The request:
Find each line in the items below that contains the word "trouble", and copy those lines out. Capital and lowercase letters must match.
-- Provided records start --
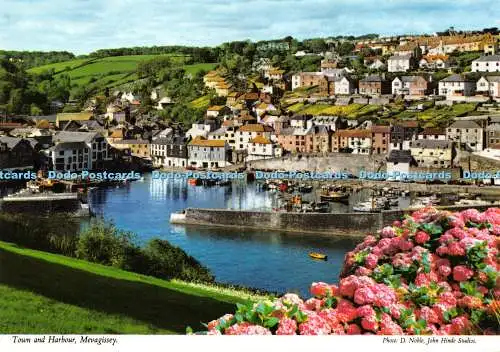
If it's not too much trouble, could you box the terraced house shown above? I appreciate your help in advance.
[446,120,483,152]
[410,139,455,169]
[47,132,112,171]
[235,123,275,150]
[392,76,430,96]
[187,137,230,169]
[359,75,391,96]
[0,136,33,170]
[246,136,282,161]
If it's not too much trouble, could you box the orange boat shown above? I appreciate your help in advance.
[309,252,328,260]
[188,178,201,186]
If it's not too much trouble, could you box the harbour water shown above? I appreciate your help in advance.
[89,175,355,296]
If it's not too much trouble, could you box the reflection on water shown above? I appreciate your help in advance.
[89,175,360,295]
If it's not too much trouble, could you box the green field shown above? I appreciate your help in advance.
[0,242,261,334]
[392,103,478,127]
[28,54,216,96]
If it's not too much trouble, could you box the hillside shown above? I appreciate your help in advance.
[0,242,255,334]
[28,54,216,97]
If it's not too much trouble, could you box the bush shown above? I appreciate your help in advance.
[0,214,79,256]
[204,208,500,335]
[76,221,214,282]
[76,221,133,268]
[144,239,214,282]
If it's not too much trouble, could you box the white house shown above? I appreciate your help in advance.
[207,105,224,117]
[387,55,413,72]
[368,59,387,70]
[120,92,139,103]
[439,74,476,98]
[446,120,484,152]
[188,137,230,169]
[48,131,111,171]
[472,55,500,72]
[247,136,283,161]
[186,123,211,139]
[335,76,356,95]
[235,123,276,150]
[386,150,416,181]
[476,76,500,98]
-- Provided records end --
Reply:
If it's not too much trouble, could you box the terraced house shown above? I appreciate your help in advance.
If it's not too much trouble, could you box the orange boat shown above? I appreciate your help in advance.
If it's not too much trouble, could you box the harbour water shown above? I appreciate your help in advance.
If it's not too much trouble, could you box the reflection on water shown above? I appreciate your help in advance.
If it's not too much trouble, could you box the green field shown above? I appreciate your help in advance.
If it's not too much trouble, could you box the hillside shown above? I appreciate your help in advance.
If it's not too much trouble, could you box the bush shown above? I appreciate your help in advance.
If it's not too much trouble, could you box the white house shown above? I appreciate your help in advance.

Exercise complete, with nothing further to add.